**What you need to do**
Collect each line from the items below that includes the string "tree", and copy those lines without any changes.

**Material for the task**
================================

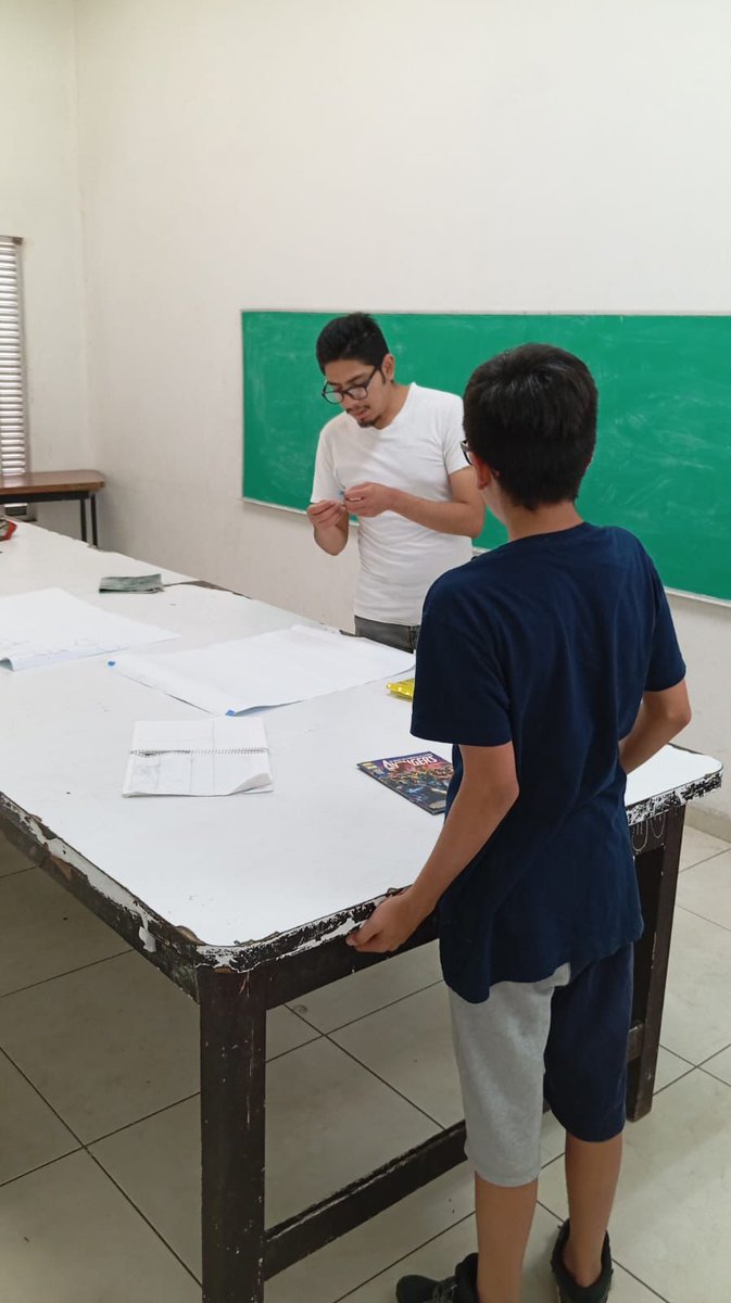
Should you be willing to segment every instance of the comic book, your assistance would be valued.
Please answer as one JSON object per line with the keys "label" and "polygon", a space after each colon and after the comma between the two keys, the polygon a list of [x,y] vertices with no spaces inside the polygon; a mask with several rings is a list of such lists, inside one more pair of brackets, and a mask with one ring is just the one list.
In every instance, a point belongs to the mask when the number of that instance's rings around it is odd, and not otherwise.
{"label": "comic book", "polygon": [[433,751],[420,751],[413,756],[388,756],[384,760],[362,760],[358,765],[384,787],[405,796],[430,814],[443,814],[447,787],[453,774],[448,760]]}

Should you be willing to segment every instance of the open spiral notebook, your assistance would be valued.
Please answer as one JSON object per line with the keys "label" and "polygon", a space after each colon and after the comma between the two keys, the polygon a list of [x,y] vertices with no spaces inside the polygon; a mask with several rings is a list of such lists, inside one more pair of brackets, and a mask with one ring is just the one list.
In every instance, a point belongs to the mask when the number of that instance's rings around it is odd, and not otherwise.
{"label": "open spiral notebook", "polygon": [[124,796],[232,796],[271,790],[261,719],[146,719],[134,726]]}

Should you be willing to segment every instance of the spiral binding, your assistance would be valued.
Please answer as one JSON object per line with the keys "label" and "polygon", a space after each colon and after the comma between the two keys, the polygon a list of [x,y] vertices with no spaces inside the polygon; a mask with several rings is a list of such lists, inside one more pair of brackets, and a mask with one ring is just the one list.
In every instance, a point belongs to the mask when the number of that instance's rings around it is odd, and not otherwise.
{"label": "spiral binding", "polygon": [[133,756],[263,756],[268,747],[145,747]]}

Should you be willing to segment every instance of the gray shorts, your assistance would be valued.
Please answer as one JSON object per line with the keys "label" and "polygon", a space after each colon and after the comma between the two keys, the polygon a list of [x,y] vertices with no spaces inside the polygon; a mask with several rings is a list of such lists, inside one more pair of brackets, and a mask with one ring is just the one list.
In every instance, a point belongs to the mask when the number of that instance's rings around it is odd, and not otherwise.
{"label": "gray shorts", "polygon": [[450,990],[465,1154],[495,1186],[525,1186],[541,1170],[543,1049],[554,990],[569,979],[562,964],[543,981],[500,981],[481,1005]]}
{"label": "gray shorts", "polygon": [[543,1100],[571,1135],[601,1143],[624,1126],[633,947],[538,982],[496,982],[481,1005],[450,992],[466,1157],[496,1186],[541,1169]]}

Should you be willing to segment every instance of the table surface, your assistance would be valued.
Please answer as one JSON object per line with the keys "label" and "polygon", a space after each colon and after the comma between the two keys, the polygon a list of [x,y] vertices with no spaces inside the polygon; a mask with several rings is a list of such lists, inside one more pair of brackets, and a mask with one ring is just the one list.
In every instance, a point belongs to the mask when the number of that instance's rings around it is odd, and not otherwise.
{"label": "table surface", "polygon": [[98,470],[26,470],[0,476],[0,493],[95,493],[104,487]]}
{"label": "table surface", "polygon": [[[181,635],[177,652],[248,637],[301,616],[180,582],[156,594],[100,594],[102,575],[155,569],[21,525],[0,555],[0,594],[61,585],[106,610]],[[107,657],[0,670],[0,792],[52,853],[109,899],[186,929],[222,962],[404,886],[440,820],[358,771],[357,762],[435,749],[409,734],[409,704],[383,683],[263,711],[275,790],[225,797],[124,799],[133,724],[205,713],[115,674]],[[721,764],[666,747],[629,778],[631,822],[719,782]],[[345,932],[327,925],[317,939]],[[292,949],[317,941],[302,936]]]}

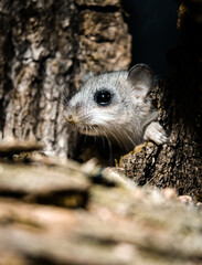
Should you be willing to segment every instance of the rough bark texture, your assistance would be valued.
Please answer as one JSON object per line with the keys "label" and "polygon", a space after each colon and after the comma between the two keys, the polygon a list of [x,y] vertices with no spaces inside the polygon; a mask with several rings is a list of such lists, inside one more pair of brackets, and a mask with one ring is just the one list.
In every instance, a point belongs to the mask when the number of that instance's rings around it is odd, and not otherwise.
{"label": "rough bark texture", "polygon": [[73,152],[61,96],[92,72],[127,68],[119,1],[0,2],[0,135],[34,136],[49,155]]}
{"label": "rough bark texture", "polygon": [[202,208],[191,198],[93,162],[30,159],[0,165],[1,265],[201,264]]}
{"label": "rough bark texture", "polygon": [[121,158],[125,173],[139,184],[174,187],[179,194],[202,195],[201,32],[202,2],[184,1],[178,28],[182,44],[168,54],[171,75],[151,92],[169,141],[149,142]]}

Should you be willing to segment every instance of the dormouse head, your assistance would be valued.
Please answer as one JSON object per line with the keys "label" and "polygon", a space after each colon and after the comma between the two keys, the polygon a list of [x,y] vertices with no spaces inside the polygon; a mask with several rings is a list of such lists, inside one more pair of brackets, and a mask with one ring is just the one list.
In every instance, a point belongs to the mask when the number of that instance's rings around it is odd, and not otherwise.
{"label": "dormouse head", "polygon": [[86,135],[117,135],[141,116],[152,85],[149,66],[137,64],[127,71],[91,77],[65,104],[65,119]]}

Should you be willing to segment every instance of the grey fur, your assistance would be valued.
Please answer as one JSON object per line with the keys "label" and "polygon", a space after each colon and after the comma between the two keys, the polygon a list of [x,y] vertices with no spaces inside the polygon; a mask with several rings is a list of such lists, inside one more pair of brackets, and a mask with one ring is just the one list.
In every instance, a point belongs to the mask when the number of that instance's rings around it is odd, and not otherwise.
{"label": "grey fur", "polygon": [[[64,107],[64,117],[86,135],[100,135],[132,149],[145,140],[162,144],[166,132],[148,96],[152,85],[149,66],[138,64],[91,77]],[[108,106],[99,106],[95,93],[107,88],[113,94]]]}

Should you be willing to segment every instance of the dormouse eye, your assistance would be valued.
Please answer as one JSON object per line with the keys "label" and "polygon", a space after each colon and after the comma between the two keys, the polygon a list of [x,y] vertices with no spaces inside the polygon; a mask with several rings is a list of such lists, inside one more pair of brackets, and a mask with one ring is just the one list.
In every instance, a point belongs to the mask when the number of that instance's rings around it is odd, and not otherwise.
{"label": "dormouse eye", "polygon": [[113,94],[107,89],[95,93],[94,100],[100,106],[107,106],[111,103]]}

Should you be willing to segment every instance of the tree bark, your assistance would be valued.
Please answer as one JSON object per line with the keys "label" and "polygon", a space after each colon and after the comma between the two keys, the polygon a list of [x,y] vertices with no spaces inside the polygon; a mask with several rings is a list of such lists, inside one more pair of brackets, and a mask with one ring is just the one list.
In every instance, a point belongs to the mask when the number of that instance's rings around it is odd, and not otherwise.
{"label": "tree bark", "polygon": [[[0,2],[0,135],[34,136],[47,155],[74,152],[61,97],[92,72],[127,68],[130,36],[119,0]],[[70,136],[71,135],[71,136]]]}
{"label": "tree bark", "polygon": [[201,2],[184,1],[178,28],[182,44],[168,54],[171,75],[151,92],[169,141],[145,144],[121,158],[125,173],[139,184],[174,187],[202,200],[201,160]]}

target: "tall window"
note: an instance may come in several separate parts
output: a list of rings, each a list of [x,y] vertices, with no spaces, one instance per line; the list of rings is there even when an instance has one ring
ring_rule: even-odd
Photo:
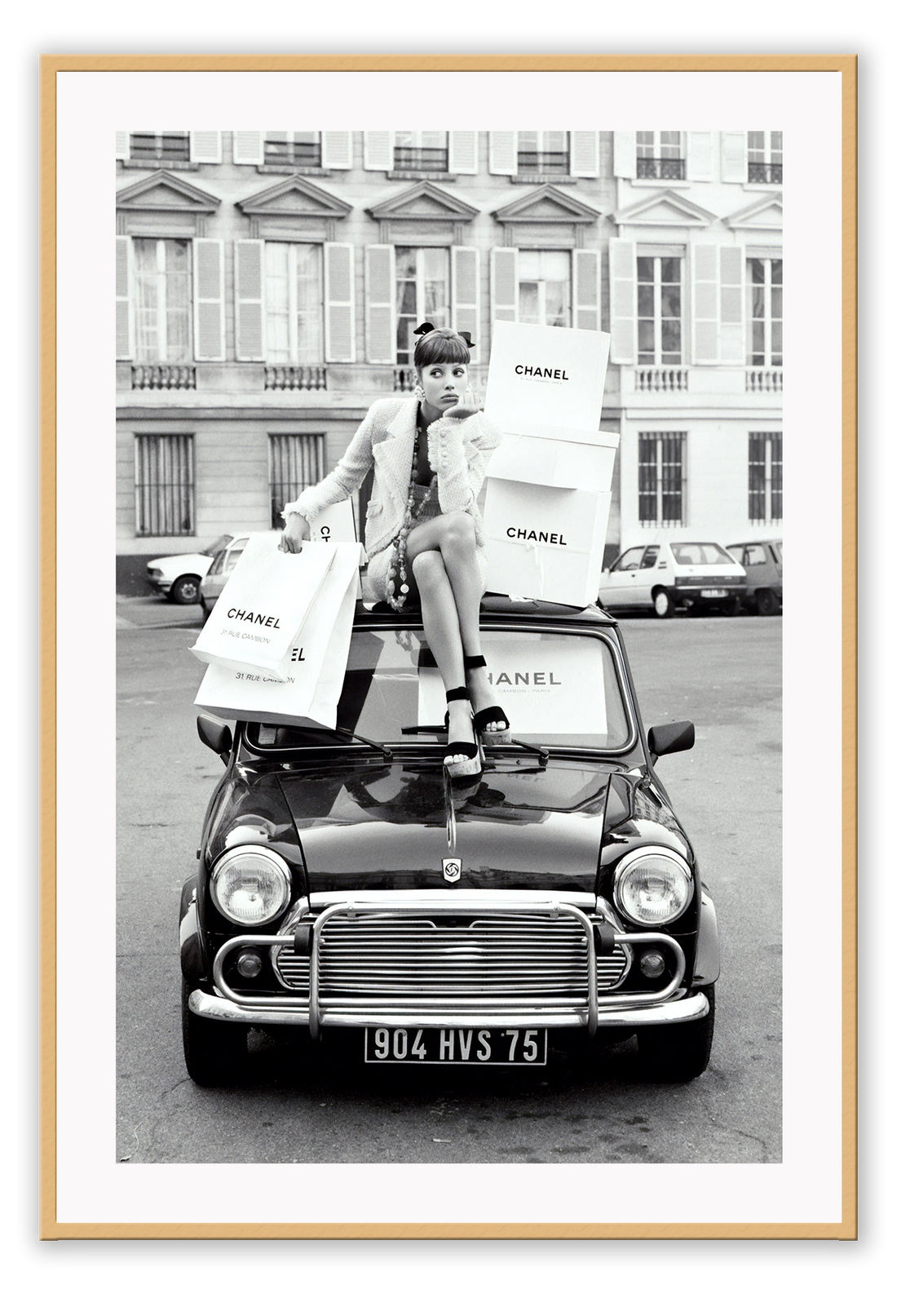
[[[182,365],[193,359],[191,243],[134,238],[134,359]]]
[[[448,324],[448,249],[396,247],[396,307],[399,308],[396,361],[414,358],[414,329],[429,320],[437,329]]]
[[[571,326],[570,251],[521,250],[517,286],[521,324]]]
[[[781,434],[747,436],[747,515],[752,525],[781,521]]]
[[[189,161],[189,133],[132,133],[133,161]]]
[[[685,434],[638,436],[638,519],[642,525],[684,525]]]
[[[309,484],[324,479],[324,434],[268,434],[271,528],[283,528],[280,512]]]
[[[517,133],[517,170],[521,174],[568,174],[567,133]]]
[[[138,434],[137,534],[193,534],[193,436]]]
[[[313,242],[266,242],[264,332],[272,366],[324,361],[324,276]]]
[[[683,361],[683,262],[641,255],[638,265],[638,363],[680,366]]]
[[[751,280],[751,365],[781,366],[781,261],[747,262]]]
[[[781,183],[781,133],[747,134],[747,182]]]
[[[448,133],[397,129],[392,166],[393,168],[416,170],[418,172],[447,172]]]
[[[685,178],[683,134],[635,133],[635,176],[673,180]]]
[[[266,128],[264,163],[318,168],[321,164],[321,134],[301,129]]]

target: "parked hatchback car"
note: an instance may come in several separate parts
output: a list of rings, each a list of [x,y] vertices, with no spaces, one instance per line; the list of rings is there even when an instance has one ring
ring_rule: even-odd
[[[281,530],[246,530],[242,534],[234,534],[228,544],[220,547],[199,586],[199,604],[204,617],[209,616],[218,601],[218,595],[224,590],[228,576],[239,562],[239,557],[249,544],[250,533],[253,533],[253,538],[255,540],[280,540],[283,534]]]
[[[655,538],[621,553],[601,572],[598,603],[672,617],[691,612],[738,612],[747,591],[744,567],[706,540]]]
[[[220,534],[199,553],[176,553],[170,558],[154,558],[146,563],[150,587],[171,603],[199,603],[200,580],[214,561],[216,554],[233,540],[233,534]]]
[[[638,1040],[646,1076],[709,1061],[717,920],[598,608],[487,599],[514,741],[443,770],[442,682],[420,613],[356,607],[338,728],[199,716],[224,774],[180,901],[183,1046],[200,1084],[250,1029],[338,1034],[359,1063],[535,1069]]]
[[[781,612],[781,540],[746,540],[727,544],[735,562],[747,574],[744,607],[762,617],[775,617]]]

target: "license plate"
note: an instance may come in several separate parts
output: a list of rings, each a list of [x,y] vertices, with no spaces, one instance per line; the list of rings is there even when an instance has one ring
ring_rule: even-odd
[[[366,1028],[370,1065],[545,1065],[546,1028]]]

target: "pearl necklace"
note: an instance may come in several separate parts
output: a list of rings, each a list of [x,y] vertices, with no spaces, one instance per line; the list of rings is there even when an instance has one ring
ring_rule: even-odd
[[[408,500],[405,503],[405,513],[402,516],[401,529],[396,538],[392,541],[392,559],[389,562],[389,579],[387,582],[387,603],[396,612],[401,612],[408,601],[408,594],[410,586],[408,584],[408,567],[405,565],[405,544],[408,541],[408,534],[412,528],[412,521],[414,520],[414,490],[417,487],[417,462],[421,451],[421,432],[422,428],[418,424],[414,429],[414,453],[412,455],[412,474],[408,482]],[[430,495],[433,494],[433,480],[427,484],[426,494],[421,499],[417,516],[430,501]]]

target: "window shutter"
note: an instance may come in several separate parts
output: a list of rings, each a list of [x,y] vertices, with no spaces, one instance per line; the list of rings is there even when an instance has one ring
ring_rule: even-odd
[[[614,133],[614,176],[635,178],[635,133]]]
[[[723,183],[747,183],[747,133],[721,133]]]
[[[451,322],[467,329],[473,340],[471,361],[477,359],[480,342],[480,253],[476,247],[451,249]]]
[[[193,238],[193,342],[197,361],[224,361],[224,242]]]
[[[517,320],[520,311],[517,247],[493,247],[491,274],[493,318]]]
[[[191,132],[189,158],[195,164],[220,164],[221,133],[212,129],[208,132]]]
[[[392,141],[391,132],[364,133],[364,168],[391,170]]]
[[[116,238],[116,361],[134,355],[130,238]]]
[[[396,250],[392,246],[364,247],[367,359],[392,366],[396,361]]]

================================

**Response to this task**
Should you be willing to segment every instance of the tree bark, your assistance would be valued.
{"label": "tree bark", "polygon": [[[0,2],[0,135],[34,136],[47,155],[74,152],[61,97],[92,72],[127,68],[130,36],[119,0]],[[70,136],[71,135],[71,136]]]}
{"label": "tree bark", "polygon": [[201,2],[184,1],[178,28],[182,44],[168,54],[171,75],[151,92],[169,141],[145,144],[121,158],[125,173],[139,184],[174,187],[202,200],[201,160]]}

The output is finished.